In theory, this is such a simple process — you think something positive about another person and then you share it with them. Yet, it is often so difficult to execute. Imagine a world where we actually said all of the kind things that run through our minds — one where we verbalized all of the little thoughts. What if we told people when we liked their shoes or their hair or that the color of their shirt really suits them? It’s a small, almost throwaway action for the person giving the compliment, but it can often mean the world for those that are receiving them. Isn’t it wonderful  that we all have the power to take a few seconds out of our day to positively impact the life of another person?

So why don’t we compliment others more often? I find it endlessly fascinating that we often choose to censor ourselves instead of paying the kindness forward. When we self-censor, the compliments become few and far between. We end up unintentionally creating a culture that characterizes compliments as weird and awkward, when in reality compliments are simply appreciated. And on one of those days when everything goes wrong, they can mean more to someone than we could ever know.

That being said, there are moments when it is not socially acceptable to give compliments. My friends and I were recently talking about the nature of compliments, and I mentioned that I have this philosophy. Now, trust me in that I’ve found myself in strange places giving absolute strangers compliments as they’ve passed. I complimented a stranger on her dress while she was washing her hands next to me in a public restroom and raised my hand in a high school class to tell my history teacher that I liked his shoes. And you have to understand that it is awkward every single time that I do it. One of my friends, John Balson ’25, told me a while back that while he would say something if he notices it, he would never interrupt a conversation about, say, physics homework, to say, “I just noticed your shoes, and I really like them.” But I can’t help but wonder, why not? 

Compliments may be received differently depending on the person who gives them. I’ve often found it quite interesting that the same compliment, such as, “Wow, you are beautiful,” can be interpreted differently depending on the context of one’s relationship to the individual. And it is even more interesting to think about how systems of power and privilege can play a role in the interaction. I can think back to times in my life when I’ve been “complimented” in a similar manner by men driving by in cars. I was 14 when I got catcalled for the first time. I was simply taking photos with my friends in front of a mural on the street, and I remember that we started laughing as he drove away. But I also remember that there was something a bit heavy behind the laughter. After all, we didn’t know what to do. We were 14.

------------

WORK TO DO:
• 1. Please decide whether each statement agrees with the passage on compliments, answering yes or no and quoting the words from the passage that settle it: (a) The writer was 14 the first time she was catcalled. (b) The writer told a history teacher she liked his shirt. (c) The writer says giving compliments to strangers never feels awkward.
• 2. Pick up the passage on compliments after its last sentence and write the paragraph that comes next.
None of the items are needed for anything here.

DATA LINES:
------------

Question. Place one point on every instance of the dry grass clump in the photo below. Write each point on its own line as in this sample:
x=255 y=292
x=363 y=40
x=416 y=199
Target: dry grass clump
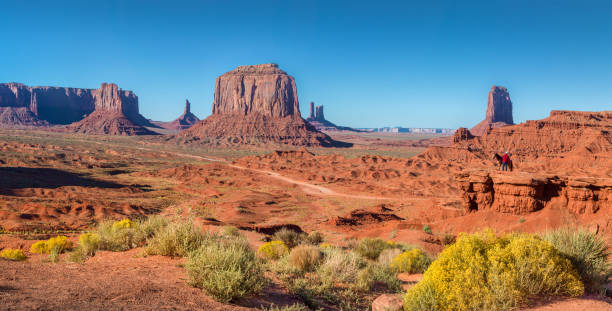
x=305 y=257
x=411 y=261
x=13 y=254
x=485 y=272
x=225 y=270
x=177 y=239
x=588 y=252
x=273 y=250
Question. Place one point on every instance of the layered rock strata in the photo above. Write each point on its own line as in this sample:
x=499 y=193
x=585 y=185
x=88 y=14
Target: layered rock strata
x=116 y=113
x=255 y=105
x=499 y=111
x=524 y=193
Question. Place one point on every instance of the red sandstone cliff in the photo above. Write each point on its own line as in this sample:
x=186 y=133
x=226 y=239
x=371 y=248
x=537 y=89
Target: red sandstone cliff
x=499 y=111
x=252 y=105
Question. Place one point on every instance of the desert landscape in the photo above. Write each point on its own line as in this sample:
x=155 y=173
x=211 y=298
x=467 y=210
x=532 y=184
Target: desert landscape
x=261 y=206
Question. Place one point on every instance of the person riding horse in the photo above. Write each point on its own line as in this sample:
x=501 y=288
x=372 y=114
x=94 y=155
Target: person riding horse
x=504 y=161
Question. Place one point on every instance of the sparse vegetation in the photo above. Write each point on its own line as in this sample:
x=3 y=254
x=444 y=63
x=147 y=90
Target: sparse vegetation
x=53 y=246
x=371 y=248
x=13 y=254
x=176 y=239
x=411 y=261
x=225 y=270
x=485 y=272
x=305 y=257
x=588 y=252
x=289 y=237
x=273 y=250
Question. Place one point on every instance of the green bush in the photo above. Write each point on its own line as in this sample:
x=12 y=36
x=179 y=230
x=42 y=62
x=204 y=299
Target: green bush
x=288 y=236
x=371 y=248
x=176 y=240
x=225 y=271
x=340 y=266
x=305 y=257
x=13 y=254
x=485 y=272
x=588 y=252
x=412 y=261
x=273 y=250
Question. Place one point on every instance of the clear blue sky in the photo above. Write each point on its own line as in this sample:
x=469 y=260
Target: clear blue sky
x=371 y=63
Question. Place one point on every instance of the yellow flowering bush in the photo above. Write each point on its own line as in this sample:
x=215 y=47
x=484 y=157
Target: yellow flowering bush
x=123 y=224
x=484 y=272
x=273 y=250
x=411 y=261
x=13 y=254
x=57 y=244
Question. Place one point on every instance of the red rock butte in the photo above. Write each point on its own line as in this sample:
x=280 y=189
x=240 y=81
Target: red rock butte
x=252 y=105
x=499 y=111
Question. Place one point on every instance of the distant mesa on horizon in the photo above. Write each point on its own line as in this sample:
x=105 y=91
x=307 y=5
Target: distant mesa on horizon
x=183 y=122
x=499 y=111
x=317 y=119
x=256 y=104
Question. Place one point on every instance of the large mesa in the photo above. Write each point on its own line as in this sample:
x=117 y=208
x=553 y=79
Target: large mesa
x=116 y=113
x=255 y=104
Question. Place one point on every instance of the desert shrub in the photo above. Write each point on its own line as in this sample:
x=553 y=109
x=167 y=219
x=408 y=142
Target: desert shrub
x=371 y=248
x=123 y=224
x=147 y=228
x=225 y=271
x=587 y=252
x=176 y=239
x=89 y=243
x=55 y=245
x=230 y=231
x=288 y=236
x=305 y=257
x=386 y=257
x=13 y=254
x=293 y=307
x=314 y=238
x=340 y=266
x=485 y=272
x=273 y=250
x=412 y=261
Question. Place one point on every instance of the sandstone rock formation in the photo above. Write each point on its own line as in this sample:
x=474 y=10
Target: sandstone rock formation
x=551 y=158
x=116 y=113
x=525 y=193
x=317 y=119
x=185 y=121
x=252 y=105
x=499 y=111
x=40 y=105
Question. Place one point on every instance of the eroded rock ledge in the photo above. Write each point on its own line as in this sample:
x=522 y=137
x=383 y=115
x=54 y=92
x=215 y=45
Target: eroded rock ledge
x=522 y=193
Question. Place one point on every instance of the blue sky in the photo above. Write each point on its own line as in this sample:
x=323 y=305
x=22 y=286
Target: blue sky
x=370 y=63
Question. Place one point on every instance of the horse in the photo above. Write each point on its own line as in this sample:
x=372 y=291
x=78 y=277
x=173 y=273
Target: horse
x=498 y=158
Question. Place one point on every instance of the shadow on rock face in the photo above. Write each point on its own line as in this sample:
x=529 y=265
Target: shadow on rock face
x=31 y=177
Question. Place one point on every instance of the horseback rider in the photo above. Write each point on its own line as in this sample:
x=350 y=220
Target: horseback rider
x=505 y=161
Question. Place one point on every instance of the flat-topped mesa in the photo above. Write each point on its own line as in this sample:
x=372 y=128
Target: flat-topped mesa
x=262 y=89
x=499 y=111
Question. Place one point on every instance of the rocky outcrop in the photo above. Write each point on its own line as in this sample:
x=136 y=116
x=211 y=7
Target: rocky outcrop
x=255 y=105
x=263 y=89
x=185 y=121
x=524 y=193
x=53 y=105
x=499 y=111
x=116 y=113
x=317 y=119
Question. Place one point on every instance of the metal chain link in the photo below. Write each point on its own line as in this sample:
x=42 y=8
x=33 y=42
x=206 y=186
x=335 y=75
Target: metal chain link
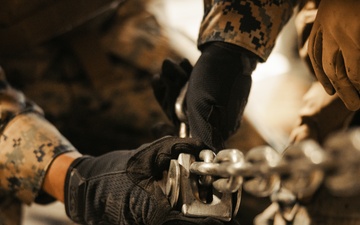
x=302 y=168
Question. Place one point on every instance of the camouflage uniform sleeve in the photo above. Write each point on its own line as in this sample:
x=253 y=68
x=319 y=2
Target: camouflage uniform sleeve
x=28 y=145
x=253 y=25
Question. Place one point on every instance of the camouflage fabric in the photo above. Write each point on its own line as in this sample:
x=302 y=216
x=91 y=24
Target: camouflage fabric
x=28 y=144
x=253 y=25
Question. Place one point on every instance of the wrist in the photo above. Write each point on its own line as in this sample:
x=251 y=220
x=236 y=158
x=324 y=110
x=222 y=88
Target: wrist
x=55 y=177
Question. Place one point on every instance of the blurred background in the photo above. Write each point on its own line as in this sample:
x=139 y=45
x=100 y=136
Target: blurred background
x=99 y=113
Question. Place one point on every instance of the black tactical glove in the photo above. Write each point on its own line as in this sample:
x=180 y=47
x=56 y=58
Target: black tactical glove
x=167 y=86
x=120 y=187
x=218 y=90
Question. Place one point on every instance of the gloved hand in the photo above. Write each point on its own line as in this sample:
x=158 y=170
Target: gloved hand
x=334 y=45
x=168 y=84
x=320 y=116
x=121 y=187
x=218 y=90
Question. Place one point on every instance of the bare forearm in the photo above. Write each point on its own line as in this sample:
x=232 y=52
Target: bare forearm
x=55 y=177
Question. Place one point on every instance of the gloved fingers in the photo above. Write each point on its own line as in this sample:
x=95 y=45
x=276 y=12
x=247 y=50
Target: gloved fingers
x=174 y=74
x=158 y=86
x=191 y=146
x=315 y=52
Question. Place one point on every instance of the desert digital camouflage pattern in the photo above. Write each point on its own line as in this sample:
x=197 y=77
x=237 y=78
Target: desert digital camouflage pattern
x=253 y=25
x=28 y=144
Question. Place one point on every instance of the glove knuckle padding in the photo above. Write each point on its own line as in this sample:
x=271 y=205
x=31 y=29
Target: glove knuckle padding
x=119 y=187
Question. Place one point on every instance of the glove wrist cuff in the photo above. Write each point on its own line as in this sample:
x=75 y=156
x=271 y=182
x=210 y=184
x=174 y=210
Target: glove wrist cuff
x=75 y=186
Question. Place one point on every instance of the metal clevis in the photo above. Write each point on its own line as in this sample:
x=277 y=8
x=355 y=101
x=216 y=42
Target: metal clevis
x=212 y=187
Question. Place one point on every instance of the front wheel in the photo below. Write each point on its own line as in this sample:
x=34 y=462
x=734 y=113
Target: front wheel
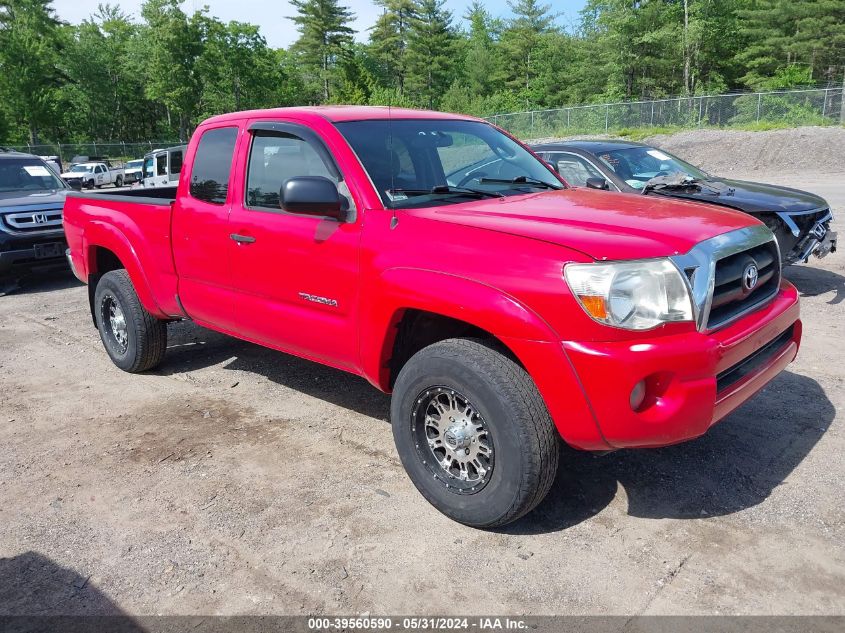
x=473 y=433
x=134 y=339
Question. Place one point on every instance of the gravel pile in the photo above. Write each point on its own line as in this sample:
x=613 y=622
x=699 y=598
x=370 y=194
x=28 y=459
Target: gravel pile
x=819 y=150
x=805 y=149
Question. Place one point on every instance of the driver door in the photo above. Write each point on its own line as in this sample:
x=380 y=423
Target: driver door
x=295 y=276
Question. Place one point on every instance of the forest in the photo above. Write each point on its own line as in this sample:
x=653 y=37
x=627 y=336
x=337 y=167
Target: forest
x=115 y=78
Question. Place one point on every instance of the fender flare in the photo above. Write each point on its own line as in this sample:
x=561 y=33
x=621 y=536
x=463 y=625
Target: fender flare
x=476 y=303
x=104 y=235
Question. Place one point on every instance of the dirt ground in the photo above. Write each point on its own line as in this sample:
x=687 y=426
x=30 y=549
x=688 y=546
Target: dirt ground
x=237 y=480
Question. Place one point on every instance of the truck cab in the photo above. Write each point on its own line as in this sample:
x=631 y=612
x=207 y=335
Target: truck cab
x=440 y=259
x=163 y=166
x=31 y=200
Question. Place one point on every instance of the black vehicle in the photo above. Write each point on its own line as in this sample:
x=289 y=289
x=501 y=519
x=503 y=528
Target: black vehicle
x=31 y=201
x=800 y=220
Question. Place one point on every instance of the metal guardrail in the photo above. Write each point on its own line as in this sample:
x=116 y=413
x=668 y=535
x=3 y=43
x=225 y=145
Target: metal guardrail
x=817 y=106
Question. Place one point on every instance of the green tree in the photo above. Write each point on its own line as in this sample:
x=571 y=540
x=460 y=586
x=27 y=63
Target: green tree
x=30 y=47
x=431 y=52
x=781 y=33
x=482 y=69
x=521 y=40
x=324 y=33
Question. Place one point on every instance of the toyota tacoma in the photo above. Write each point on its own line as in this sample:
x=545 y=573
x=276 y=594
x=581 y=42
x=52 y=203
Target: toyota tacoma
x=502 y=309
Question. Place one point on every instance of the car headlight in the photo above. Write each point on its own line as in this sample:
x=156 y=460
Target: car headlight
x=635 y=295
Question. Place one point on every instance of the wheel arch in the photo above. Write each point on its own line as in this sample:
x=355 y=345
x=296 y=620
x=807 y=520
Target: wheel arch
x=107 y=249
x=417 y=308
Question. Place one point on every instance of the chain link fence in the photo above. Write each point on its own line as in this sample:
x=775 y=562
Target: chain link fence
x=115 y=150
x=821 y=106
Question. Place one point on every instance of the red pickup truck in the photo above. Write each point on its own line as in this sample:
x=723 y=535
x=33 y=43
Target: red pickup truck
x=439 y=258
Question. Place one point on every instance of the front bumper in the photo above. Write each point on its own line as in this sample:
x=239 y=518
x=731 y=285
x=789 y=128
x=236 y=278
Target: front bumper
x=26 y=258
x=692 y=380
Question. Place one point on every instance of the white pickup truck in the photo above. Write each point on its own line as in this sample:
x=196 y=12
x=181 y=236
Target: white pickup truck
x=90 y=175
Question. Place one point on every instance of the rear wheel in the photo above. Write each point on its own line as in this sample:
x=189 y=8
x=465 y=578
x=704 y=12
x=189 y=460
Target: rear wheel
x=134 y=339
x=473 y=433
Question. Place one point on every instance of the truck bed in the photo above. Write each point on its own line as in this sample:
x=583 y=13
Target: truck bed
x=140 y=195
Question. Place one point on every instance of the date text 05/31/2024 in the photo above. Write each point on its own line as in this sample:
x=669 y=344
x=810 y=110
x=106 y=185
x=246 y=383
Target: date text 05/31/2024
x=416 y=624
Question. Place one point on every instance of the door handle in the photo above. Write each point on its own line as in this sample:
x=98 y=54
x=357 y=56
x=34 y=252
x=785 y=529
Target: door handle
x=242 y=239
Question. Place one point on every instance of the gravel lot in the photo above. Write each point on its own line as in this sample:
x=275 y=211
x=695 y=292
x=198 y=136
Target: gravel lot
x=237 y=480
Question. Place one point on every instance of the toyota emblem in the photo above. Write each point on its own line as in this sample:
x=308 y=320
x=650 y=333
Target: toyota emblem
x=749 y=277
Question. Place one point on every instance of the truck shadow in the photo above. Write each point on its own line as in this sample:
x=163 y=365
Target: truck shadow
x=38 y=282
x=735 y=466
x=191 y=347
x=38 y=594
x=812 y=281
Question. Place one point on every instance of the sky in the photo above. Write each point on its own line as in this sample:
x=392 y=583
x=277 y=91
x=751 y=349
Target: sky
x=271 y=16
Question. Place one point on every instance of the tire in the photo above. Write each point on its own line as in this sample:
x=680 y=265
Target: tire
x=506 y=413
x=135 y=340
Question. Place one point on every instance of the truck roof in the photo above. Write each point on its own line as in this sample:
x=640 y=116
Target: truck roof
x=336 y=114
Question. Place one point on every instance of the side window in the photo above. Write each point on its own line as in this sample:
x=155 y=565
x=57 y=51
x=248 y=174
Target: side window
x=574 y=169
x=213 y=165
x=176 y=162
x=273 y=159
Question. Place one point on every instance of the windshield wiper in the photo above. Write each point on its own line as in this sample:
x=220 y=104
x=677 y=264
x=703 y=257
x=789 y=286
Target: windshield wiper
x=521 y=180
x=441 y=189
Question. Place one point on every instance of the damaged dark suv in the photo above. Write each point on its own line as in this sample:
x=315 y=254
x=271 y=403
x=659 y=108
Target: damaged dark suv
x=799 y=220
x=31 y=199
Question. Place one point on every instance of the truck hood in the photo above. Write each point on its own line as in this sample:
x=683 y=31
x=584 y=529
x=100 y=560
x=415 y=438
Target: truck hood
x=50 y=198
x=752 y=197
x=599 y=224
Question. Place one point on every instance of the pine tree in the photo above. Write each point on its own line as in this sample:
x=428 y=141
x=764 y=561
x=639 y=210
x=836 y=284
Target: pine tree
x=779 y=33
x=431 y=55
x=521 y=40
x=30 y=43
x=324 y=34
x=389 y=41
x=481 y=66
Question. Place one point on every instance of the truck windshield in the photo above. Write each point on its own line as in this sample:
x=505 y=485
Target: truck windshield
x=637 y=165
x=424 y=162
x=27 y=174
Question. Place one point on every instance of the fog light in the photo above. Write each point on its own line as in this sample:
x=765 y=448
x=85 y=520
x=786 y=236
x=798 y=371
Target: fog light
x=638 y=395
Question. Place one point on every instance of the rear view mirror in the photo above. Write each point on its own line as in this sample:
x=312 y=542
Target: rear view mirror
x=312 y=195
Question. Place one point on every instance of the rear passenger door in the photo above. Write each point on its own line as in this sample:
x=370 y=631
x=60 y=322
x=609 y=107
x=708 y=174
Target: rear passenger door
x=200 y=231
x=295 y=276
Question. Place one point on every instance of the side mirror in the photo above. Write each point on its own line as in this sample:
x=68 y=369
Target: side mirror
x=312 y=195
x=597 y=183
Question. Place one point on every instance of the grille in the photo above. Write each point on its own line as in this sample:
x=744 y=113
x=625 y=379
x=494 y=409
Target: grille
x=731 y=296
x=35 y=220
x=753 y=362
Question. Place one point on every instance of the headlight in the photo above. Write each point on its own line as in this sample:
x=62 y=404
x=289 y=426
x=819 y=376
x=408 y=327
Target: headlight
x=633 y=295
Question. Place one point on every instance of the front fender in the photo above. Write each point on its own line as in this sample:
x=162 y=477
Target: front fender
x=399 y=289
x=104 y=235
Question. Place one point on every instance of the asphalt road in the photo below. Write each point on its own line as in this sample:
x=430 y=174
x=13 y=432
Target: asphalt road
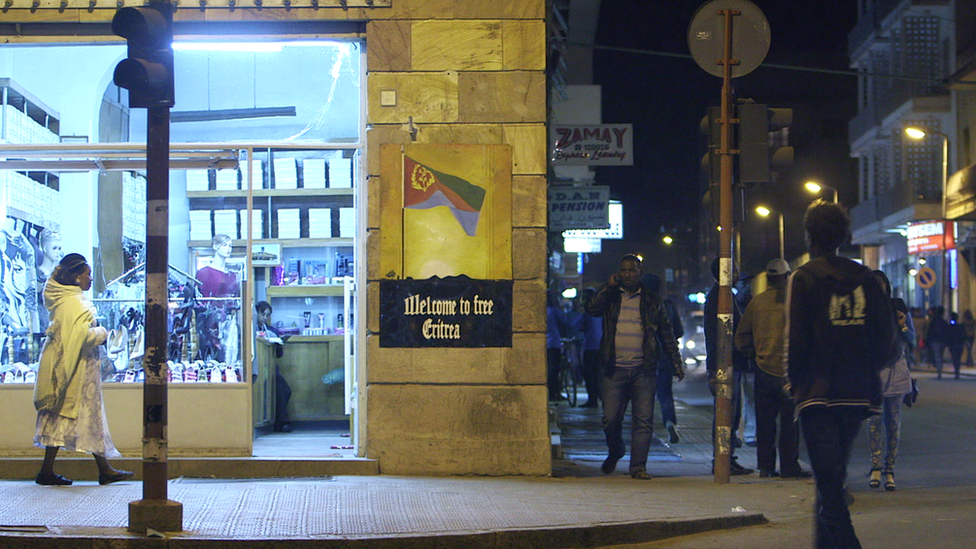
x=933 y=506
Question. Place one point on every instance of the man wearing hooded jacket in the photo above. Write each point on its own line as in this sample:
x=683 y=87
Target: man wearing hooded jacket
x=635 y=327
x=840 y=331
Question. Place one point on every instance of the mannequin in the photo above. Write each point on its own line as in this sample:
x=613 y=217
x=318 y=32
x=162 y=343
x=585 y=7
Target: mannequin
x=49 y=242
x=215 y=278
x=216 y=327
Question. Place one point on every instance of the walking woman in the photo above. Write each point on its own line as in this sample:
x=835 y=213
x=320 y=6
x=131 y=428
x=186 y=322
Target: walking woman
x=68 y=391
x=895 y=384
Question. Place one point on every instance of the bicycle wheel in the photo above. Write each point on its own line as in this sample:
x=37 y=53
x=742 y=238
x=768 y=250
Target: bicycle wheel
x=567 y=383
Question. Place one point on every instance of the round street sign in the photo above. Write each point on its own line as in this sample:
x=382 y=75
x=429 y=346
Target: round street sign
x=925 y=277
x=750 y=36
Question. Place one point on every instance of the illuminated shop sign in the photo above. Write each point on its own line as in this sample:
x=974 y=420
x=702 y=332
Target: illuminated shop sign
x=928 y=236
x=615 y=217
x=602 y=145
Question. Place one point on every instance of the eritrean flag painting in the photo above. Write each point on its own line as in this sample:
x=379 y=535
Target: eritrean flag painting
x=424 y=188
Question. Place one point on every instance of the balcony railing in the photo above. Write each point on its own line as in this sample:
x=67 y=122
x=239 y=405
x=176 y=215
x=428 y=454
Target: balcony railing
x=863 y=123
x=861 y=32
x=900 y=197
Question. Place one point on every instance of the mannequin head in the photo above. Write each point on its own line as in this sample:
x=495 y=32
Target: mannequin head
x=222 y=245
x=50 y=244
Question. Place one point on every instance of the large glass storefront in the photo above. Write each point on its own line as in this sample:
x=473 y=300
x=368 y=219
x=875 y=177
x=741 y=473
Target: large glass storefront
x=265 y=208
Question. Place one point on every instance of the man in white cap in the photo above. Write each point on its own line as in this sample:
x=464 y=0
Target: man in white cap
x=760 y=334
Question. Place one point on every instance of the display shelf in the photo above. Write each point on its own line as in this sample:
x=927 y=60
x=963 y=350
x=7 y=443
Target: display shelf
x=285 y=242
x=305 y=290
x=314 y=339
x=272 y=193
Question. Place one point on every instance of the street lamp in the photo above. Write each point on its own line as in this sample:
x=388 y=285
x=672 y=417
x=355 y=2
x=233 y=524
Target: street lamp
x=765 y=212
x=815 y=187
x=918 y=134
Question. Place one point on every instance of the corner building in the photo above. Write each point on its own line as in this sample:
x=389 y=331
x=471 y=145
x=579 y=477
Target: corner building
x=291 y=125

------------

SET OF ANSWERS:
• 1.
(a) Yes: "I was 14 when I got catcalled for the first time."
(b) No: "raised my hand in a high school class to tell my history teacher that I liked his shoes."
(c) No: "it is awkward every single time that I do it."

• 2.
The intention behind the compliment also matters, and I think that because of the prevalence of situations like the one I mentioned, people worry about how their compliment will come across. It is true that compliments can be interpreted differently depending on the influence of existing power structures, such as age, gender and sexual orientation within a situation, but I also believe that the intention holds a significant amount of weight. Not every compliment that I have ever received from a man has made me uncomfortable, and while flirting compliments are often considered essential.

What we say in our compliments is also food for thought. After all, what are we truly complimenting about one another? Is it only that we admire the superficial things about each other, like what we wear or how we style our hair, or is it that we are afraid to tell each other  how much we value them? Although we may never admit it, there is an unspoken rhetoric that to be open and vulnerable with your love is to be weak. Showing any signs of your humanity in public almost shatters a carefully curated image of yourself. Sometimes we treat someone who is falling apart as less than human — as if all of our lives aren’t spent trying to figure everything out.

The world is tough, and our lives within it are tougher so. But we each have the individual power to lessen that strain, even if it is only for only a second. Most of our lives are spent being impacted by and impacting others in ways that we will never fully be able to comprehend or control, but we can control how we treat other people and how we make them feel with our words and actions. 

Tell those that you love them just how much you love them. Tell them that they mean the world to you, that they are a good friend and an even better person. Tell them that you are proud of them. Celebrate their successes, and be there for their failures. As my dear friend Houston texted me earlier this morning, “I love my friends, and I think they’re all very worthy of compliments.” I can’t help but agree. Your words matter. How you speak in this world matters. Take the time to do good by other people, and you will ultimately have done well for yourself. We all have a part to play in making the world a kinder place.